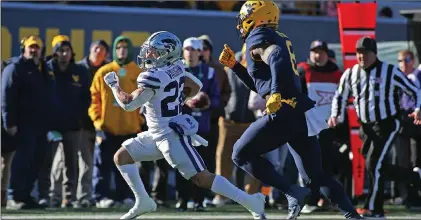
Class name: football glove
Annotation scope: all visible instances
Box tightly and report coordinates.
[47,131,63,142]
[266,93,282,115]
[104,71,118,88]
[219,44,237,69]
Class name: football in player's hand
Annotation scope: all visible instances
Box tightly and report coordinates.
[189,92,210,109]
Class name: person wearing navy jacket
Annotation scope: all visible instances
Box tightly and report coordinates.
[47,35,91,207]
[2,36,52,209]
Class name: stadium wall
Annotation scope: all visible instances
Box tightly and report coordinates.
[1,2,407,61]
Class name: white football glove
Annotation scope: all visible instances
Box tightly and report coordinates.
[104,71,118,88]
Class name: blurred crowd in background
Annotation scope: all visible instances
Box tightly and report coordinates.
[19,0,397,18]
[1,1,421,217]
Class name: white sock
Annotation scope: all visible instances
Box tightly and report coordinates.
[211,175,250,208]
[117,164,149,202]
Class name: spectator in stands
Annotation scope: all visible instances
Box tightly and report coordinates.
[89,36,145,208]
[176,37,220,211]
[297,40,342,213]
[393,50,421,207]
[379,7,393,18]
[198,35,231,205]
[213,45,260,206]
[47,35,91,208]
[2,36,53,209]
[327,49,337,64]
[77,40,109,208]
[0,119,16,207]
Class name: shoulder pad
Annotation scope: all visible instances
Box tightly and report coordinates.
[137,71,163,89]
[246,28,279,48]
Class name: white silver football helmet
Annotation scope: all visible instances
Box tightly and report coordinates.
[137,31,182,69]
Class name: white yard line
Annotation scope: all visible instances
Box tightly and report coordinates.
[1,213,421,220]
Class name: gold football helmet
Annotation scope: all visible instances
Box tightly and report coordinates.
[237,1,280,39]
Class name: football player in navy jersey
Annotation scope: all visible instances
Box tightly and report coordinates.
[219,1,362,219]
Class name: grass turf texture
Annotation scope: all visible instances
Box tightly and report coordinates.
[1,205,421,219]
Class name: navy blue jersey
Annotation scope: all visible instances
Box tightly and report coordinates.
[245,27,314,110]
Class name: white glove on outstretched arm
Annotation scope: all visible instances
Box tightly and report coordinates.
[104,71,119,88]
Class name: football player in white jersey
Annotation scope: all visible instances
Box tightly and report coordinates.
[104,31,265,219]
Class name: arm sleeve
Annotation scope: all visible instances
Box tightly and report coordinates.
[1,64,19,128]
[232,63,257,93]
[111,87,155,112]
[297,64,308,95]
[88,69,103,130]
[79,65,92,115]
[186,72,203,94]
[248,91,266,111]
[137,72,162,90]
[218,69,231,107]
[392,67,421,108]
[331,68,351,120]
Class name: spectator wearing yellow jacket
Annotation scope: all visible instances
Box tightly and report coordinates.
[88,36,145,208]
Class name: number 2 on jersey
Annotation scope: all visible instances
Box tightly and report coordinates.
[276,31,299,75]
[161,77,184,117]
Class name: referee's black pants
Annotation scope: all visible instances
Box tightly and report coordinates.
[361,117,418,214]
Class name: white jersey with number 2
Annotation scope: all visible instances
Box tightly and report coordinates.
[137,61,191,139]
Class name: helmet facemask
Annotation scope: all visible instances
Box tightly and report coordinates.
[137,31,181,69]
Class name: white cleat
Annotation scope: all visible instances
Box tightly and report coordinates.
[120,198,157,219]
[246,193,266,219]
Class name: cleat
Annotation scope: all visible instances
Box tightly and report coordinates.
[120,198,157,219]
[246,193,267,219]
[285,185,311,219]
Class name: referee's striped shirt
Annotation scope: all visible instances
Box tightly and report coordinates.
[331,61,421,123]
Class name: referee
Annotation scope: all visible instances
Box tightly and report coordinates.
[328,37,421,217]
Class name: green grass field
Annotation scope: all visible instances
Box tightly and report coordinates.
[1,205,421,219]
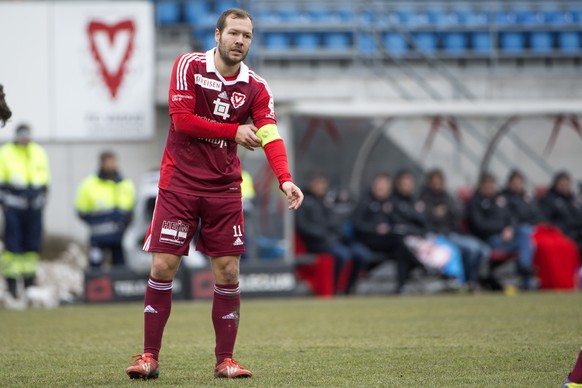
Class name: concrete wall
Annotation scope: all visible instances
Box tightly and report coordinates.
[35,61,582,240]
[42,108,169,241]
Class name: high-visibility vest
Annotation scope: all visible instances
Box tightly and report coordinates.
[75,175,135,244]
[240,170,255,200]
[0,142,50,190]
[75,175,135,215]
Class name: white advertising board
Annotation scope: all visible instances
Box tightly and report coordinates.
[0,1,155,141]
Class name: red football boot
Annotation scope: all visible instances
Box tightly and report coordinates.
[214,358,253,379]
[125,353,160,380]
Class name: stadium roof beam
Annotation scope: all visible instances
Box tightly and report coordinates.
[291,100,582,118]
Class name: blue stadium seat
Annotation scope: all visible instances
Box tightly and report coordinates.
[443,32,468,54]
[460,11,490,27]
[264,32,291,50]
[499,31,525,53]
[384,32,408,56]
[470,31,493,54]
[184,0,211,25]
[358,9,376,26]
[558,31,582,53]
[305,1,332,22]
[295,32,319,50]
[495,11,518,27]
[529,31,553,54]
[323,32,350,50]
[334,3,356,22]
[156,1,180,26]
[429,11,459,28]
[545,11,576,27]
[517,11,546,26]
[202,31,216,50]
[276,1,304,22]
[357,32,376,55]
[253,10,281,23]
[395,10,430,28]
[412,32,437,54]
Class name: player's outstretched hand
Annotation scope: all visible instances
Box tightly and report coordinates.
[281,182,303,210]
[234,124,261,151]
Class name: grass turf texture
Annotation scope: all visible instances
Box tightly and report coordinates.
[0,293,582,387]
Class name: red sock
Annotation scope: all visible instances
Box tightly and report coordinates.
[568,349,582,384]
[212,283,240,365]
[143,276,172,360]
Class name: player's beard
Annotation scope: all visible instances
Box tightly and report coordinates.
[217,39,249,66]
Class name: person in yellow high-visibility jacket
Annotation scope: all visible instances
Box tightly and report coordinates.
[75,151,135,268]
[0,125,50,297]
[0,84,12,128]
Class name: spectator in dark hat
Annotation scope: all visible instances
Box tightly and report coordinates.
[353,174,417,293]
[0,84,12,128]
[501,170,544,225]
[467,173,534,288]
[540,171,582,252]
[295,174,371,293]
[419,169,490,289]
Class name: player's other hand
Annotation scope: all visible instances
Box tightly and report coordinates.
[234,124,261,151]
[281,182,303,210]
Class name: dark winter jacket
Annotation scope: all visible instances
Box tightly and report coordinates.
[540,190,582,237]
[419,188,461,234]
[391,192,428,236]
[467,192,517,240]
[352,194,394,237]
[295,191,342,252]
[501,189,544,225]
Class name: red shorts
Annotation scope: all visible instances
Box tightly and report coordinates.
[143,189,245,257]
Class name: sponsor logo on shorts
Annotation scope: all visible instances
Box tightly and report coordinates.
[160,221,190,245]
[194,74,222,92]
[230,92,247,109]
[172,94,194,102]
[222,311,239,320]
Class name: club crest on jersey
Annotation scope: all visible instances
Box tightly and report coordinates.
[230,92,247,109]
[212,98,230,120]
[194,74,222,92]
[160,221,190,245]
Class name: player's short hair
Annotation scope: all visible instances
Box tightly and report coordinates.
[550,170,572,190]
[0,84,12,128]
[479,172,497,186]
[216,8,253,33]
[426,168,445,182]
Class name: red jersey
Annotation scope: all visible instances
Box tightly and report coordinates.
[159,49,276,197]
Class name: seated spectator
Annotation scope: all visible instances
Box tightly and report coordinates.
[467,174,534,288]
[540,171,582,252]
[419,169,490,289]
[353,174,417,293]
[75,151,135,269]
[392,171,465,288]
[501,170,544,226]
[295,175,371,293]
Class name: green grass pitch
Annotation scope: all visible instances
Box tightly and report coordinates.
[0,293,582,388]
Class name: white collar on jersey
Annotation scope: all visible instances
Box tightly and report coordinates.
[206,48,249,85]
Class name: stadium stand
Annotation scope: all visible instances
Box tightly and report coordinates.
[156,0,582,60]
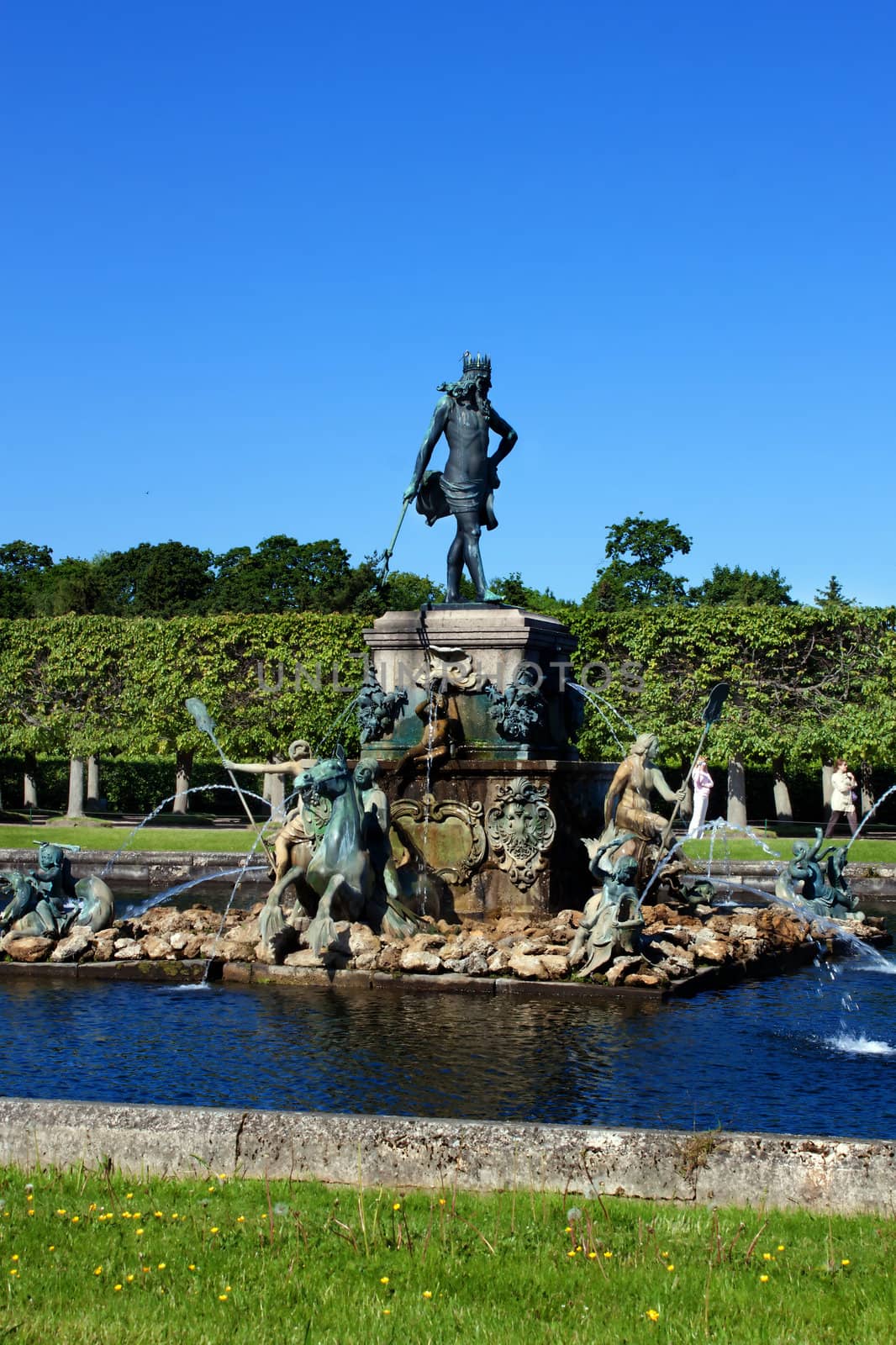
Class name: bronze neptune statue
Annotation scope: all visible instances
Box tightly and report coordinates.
[393,351,517,603]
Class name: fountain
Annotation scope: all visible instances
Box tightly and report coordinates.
[3,351,883,993]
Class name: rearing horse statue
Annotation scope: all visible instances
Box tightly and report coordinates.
[268,746,374,955]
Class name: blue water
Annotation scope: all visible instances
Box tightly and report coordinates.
[0,936,896,1139]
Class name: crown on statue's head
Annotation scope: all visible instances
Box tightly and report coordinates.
[464,350,491,378]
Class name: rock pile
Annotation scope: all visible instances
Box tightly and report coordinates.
[0,904,889,990]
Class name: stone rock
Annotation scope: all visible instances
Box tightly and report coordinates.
[607,957,645,986]
[50,930,92,962]
[408,933,445,952]
[507,952,545,980]
[0,933,54,962]
[378,942,405,971]
[399,946,441,975]
[112,939,143,962]
[540,950,569,980]
[143,933,175,962]
[445,952,490,977]
[349,924,382,966]
[282,948,324,967]
[694,937,728,963]
[625,967,668,990]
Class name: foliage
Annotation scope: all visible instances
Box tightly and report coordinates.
[0,541,52,617]
[491,570,574,621]
[571,605,896,769]
[96,542,213,616]
[688,565,793,607]
[582,514,690,612]
[0,1167,894,1345]
[815,574,856,607]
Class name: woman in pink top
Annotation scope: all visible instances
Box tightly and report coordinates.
[688,757,713,836]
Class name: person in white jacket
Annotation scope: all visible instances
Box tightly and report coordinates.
[825,757,858,836]
[688,757,713,836]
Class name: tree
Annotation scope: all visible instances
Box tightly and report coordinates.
[815,574,856,607]
[0,541,52,616]
[29,556,105,616]
[688,565,793,607]
[96,542,213,616]
[491,570,574,620]
[211,533,358,612]
[582,514,690,612]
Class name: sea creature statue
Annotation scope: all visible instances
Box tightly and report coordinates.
[486,663,545,742]
[598,733,686,888]
[396,688,464,783]
[775,827,865,921]
[569,847,645,977]
[0,842,114,939]
[356,667,408,742]
[260,748,417,957]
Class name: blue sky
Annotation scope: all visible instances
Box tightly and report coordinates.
[0,0,896,603]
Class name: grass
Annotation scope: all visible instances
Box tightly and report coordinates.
[0,820,896,863]
[0,822,258,854]
[0,1167,896,1345]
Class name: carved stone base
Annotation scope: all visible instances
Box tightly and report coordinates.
[365,603,581,762]
[381,760,614,916]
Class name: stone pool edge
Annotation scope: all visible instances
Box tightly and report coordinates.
[0,1098,896,1217]
[0,943,818,1004]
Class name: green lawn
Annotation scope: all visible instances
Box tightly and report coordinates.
[0,822,257,854]
[0,820,896,863]
[0,1162,896,1345]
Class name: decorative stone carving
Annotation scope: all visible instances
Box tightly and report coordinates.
[356,667,408,742]
[392,794,487,883]
[417,643,479,691]
[486,775,557,888]
[486,663,546,742]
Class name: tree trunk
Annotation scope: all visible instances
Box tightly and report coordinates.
[22,752,38,809]
[773,757,793,822]
[171,752,192,812]
[87,755,99,812]
[67,757,83,818]
[728,756,746,827]
[822,762,834,809]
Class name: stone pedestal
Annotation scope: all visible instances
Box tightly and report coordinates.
[381,758,614,916]
[365,603,581,762]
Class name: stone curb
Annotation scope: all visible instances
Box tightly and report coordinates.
[0,944,818,1004]
[0,1098,896,1217]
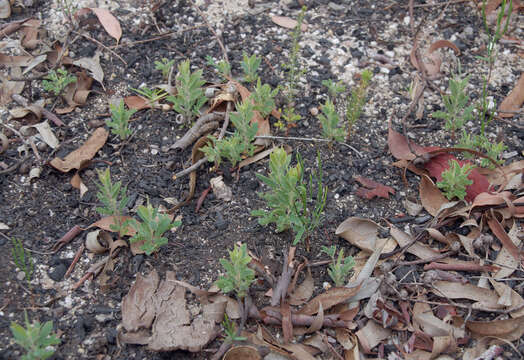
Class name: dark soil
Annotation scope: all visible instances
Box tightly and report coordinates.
[0,0,524,359]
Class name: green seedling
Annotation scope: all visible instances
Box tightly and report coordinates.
[11,311,60,360]
[96,169,129,238]
[322,79,346,103]
[222,314,246,343]
[155,58,175,80]
[167,60,207,123]
[206,55,231,79]
[42,69,76,96]
[131,86,167,108]
[432,75,474,137]
[346,70,373,139]
[201,100,258,167]
[251,78,278,118]
[318,99,346,141]
[322,245,355,287]
[106,100,136,140]
[275,6,307,128]
[216,244,255,300]
[240,52,262,83]
[437,160,475,200]
[11,238,35,287]
[251,148,327,245]
[124,202,182,256]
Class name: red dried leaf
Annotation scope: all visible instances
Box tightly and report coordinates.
[424,153,489,201]
[355,176,395,200]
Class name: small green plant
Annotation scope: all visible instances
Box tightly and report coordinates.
[251,148,327,245]
[222,314,246,343]
[96,168,129,238]
[346,70,373,139]
[437,159,475,200]
[167,60,207,123]
[11,311,60,360]
[155,58,175,80]
[275,6,307,128]
[201,100,258,167]
[216,244,255,300]
[131,86,167,107]
[42,69,76,96]
[322,245,355,287]
[206,55,231,79]
[251,78,278,118]
[11,238,35,287]
[124,202,181,256]
[433,75,474,137]
[106,100,136,140]
[240,52,262,83]
[318,99,346,141]
[322,79,346,103]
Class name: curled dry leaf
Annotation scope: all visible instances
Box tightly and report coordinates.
[419,175,448,216]
[88,8,122,42]
[271,15,307,31]
[499,73,524,117]
[335,217,385,252]
[299,285,360,315]
[49,128,109,172]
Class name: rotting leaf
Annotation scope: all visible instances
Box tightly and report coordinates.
[271,15,307,31]
[73,51,104,86]
[88,8,122,42]
[299,285,360,315]
[355,176,395,200]
[49,128,109,173]
[419,175,448,217]
[499,73,524,117]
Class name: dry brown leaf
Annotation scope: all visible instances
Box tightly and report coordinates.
[335,217,385,252]
[419,175,448,216]
[499,72,524,117]
[271,15,307,32]
[466,316,524,341]
[298,286,360,315]
[431,281,500,308]
[49,128,109,172]
[288,267,315,306]
[356,320,392,354]
[89,8,122,42]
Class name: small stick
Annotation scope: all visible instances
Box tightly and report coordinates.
[73,31,127,66]
[64,244,86,278]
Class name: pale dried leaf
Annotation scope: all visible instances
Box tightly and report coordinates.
[50,128,109,172]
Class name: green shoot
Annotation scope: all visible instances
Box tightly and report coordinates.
[11,238,34,287]
[96,168,129,238]
[251,78,278,118]
[206,55,231,79]
[318,99,346,141]
[201,100,258,167]
[106,100,136,140]
[155,58,175,80]
[167,60,207,123]
[216,244,255,300]
[125,202,181,256]
[322,245,355,287]
[251,148,327,245]
[240,52,262,83]
[346,70,373,139]
[11,311,60,360]
[437,160,475,200]
[42,69,76,96]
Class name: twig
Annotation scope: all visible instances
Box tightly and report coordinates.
[73,31,127,66]
[255,135,363,157]
[191,1,229,63]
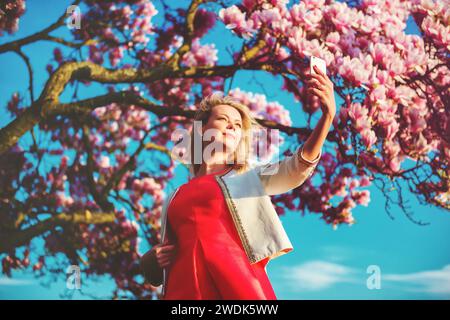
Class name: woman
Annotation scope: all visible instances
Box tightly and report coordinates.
[141,68,336,300]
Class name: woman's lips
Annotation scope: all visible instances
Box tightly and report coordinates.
[223,132,236,139]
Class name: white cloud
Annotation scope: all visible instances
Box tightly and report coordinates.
[382,264,450,298]
[283,260,354,291]
[0,277,31,286]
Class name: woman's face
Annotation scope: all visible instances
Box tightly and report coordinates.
[202,104,242,158]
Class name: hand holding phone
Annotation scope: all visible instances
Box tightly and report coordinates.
[309,56,327,74]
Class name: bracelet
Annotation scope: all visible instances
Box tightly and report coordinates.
[297,145,322,165]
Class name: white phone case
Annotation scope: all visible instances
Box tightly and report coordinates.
[309,56,327,74]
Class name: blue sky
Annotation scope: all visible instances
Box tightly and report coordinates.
[0,0,450,300]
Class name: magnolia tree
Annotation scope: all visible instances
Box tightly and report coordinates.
[0,0,450,298]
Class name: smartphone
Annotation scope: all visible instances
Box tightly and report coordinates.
[309,56,327,74]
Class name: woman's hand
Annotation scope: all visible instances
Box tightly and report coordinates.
[305,66,336,119]
[151,242,177,268]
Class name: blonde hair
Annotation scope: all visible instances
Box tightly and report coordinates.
[188,92,262,176]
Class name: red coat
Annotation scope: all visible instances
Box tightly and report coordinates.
[163,165,276,300]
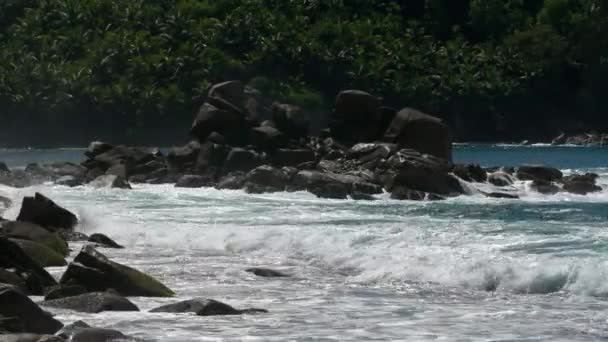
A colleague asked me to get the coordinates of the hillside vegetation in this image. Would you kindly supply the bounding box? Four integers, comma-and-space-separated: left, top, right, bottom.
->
0, 0, 608, 145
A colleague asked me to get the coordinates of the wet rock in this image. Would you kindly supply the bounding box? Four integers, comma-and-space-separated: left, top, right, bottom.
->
89, 175, 131, 189
488, 171, 514, 187
329, 90, 381, 143
0, 286, 63, 334
245, 267, 289, 278
17, 192, 78, 230
60, 246, 174, 297
215, 171, 245, 190
384, 108, 452, 161
175, 175, 214, 188
272, 102, 310, 139
517, 165, 563, 182
40, 292, 139, 313
10, 239, 68, 267
150, 298, 267, 316
56, 321, 137, 342
452, 164, 488, 183
44, 284, 88, 301
88, 233, 124, 249
0, 236, 57, 295
0, 221, 69, 256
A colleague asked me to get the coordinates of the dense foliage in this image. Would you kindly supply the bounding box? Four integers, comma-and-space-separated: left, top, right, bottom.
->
0, 0, 608, 144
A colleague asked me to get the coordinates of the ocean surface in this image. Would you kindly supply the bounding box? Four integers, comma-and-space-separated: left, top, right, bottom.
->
0, 145, 608, 342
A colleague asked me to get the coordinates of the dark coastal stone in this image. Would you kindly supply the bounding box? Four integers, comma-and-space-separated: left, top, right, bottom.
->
384, 108, 452, 161
245, 267, 289, 278
272, 149, 315, 166
0, 286, 63, 334
56, 321, 137, 342
488, 171, 514, 187
44, 284, 88, 301
0, 236, 57, 295
0, 221, 69, 256
329, 90, 381, 143
40, 292, 139, 313
452, 164, 488, 183
17, 192, 78, 230
271, 102, 310, 138
150, 298, 267, 316
89, 175, 131, 189
88, 233, 124, 249
215, 171, 245, 190
175, 175, 215, 188
10, 239, 68, 267
60, 246, 174, 297
517, 165, 563, 182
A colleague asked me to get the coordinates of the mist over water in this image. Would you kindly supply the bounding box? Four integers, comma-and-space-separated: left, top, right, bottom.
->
0, 145, 608, 342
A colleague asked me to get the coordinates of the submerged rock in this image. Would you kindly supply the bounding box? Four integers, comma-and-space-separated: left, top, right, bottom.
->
41, 291, 139, 313
60, 246, 174, 297
17, 192, 78, 230
0, 286, 63, 334
150, 298, 268, 316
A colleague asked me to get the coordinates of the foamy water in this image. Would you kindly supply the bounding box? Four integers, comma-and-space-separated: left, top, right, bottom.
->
0, 146, 608, 342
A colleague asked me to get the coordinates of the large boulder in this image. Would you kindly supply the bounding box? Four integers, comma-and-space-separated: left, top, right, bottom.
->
40, 291, 139, 313
150, 298, 267, 316
190, 103, 249, 145
0, 221, 69, 256
384, 108, 452, 161
0, 286, 63, 334
329, 90, 381, 143
381, 149, 462, 195
10, 239, 68, 267
517, 165, 564, 182
272, 102, 310, 139
17, 192, 78, 231
60, 246, 174, 297
0, 235, 57, 295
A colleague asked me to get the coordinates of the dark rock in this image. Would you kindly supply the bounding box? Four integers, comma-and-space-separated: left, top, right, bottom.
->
84, 141, 114, 158
17, 192, 78, 230
56, 321, 136, 342
44, 284, 88, 301
384, 108, 452, 161
245, 165, 289, 191
0, 221, 69, 256
517, 165, 563, 182
452, 164, 488, 183
41, 292, 139, 313
380, 149, 462, 195
167, 141, 201, 171
0, 286, 63, 334
10, 239, 68, 267
89, 175, 131, 189
175, 175, 215, 188
60, 246, 174, 297
224, 147, 263, 171
190, 103, 249, 145
245, 267, 289, 278
272, 149, 315, 166
88, 233, 124, 249
150, 298, 267, 316
215, 171, 245, 190
488, 171, 514, 186
272, 102, 310, 138
251, 126, 288, 149
532, 180, 559, 195
0, 236, 57, 295
329, 90, 381, 143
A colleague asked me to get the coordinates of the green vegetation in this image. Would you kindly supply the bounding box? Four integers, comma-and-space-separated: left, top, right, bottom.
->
0, 0, 608, 144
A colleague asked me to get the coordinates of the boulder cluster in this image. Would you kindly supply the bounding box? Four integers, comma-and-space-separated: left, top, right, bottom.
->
0, 193, 274, 342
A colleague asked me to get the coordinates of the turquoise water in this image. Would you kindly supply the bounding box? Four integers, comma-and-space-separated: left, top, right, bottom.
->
0, 145, 608, 342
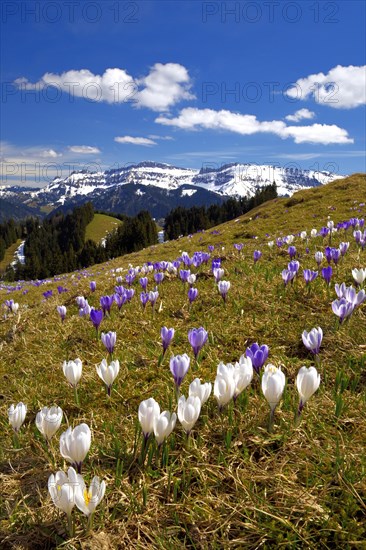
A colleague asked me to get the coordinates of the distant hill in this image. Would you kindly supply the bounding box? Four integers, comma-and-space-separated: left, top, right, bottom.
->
0, 162, 342, 218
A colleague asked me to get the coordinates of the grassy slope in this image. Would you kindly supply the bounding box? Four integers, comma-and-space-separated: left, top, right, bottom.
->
0, 239, 22, 273
0, 175, 366, 549
85, 214, 122, 244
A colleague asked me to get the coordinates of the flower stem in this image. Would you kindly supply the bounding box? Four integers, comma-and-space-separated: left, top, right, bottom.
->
74, 386, 80, 406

★ ★ ★ ★

What this task involves - Copy the records word for word, from their first line through the line containing "[219,1,362,219]". Leave the pictures out.

Answer in full -
Class name: football glove
Annotation scope: all visible instances
Box tightly and report coordinates.
[47,131,63,142]
[266,93,282,115]
[104,71,118,88]
[219,44,237,69]
Class name: football in player's hand
Annotation scope: all visible instances
Box tightly and report coordinates.
[189,92,210,109]
Class name: person wearing navy jacket
Annotation scope: all visible instances
Box tightly and report coordinates.
[47,35,91,207]
[2,36,52,209]
Class name: stadium wall
Annotation scope: all visible instances
Box tightly and report coordinates.
[1,2,407,61]
Class name: white football glove
Annotation scope: all visible instances
Box tightly and report coordinates.
[104,71,118,88]
Class name: blurred crowd in background
Annotation scope: all visible instances
Box tightly and report coordinates.
[19,0,397,18]
[1,1,421,217]
Class name: white sock
Annotation scope: all visible instances
Box tightly and report coordinates.
[211,175,250,208]
[117,164,149,202]
Class name: spectator in stands
Annotation scope: all visible instances
Box tightly and report coordinates.
[89,36,145,208]
[176,37,220,211]
[297,40,342,213]
[393,50,421,207]
[379,7,393,18]
[198,35,231,205]
[213,45,260,206]
[47,35,91,208]
[2,36,53,209]
[327,49,337,64]
[77,40,109,208]
[0,119,16,207]
Class name: shoulder pad
Annotation scope: all visible instances
Box tightly and report coordinates.
[137,71,163,89]
[246,28,279,48]
Class name: white silver football helmet
Annotation scope: all visible instances
Box tightly and report coordinates.
[137,31,182,69]
Class name: white yard line
Annotation scope: all visible instances
Box tightly and report coordinates.
[1,213,421,220]
Class name: gold football helmet
Annotation scope: all visible instances
Box tightly and report coordinates.
[237,1,280,39]
Class name: football player in navy jersey
Annotation scope: all visible instances
Box tightly and report coordinates.
[219,1,362,219]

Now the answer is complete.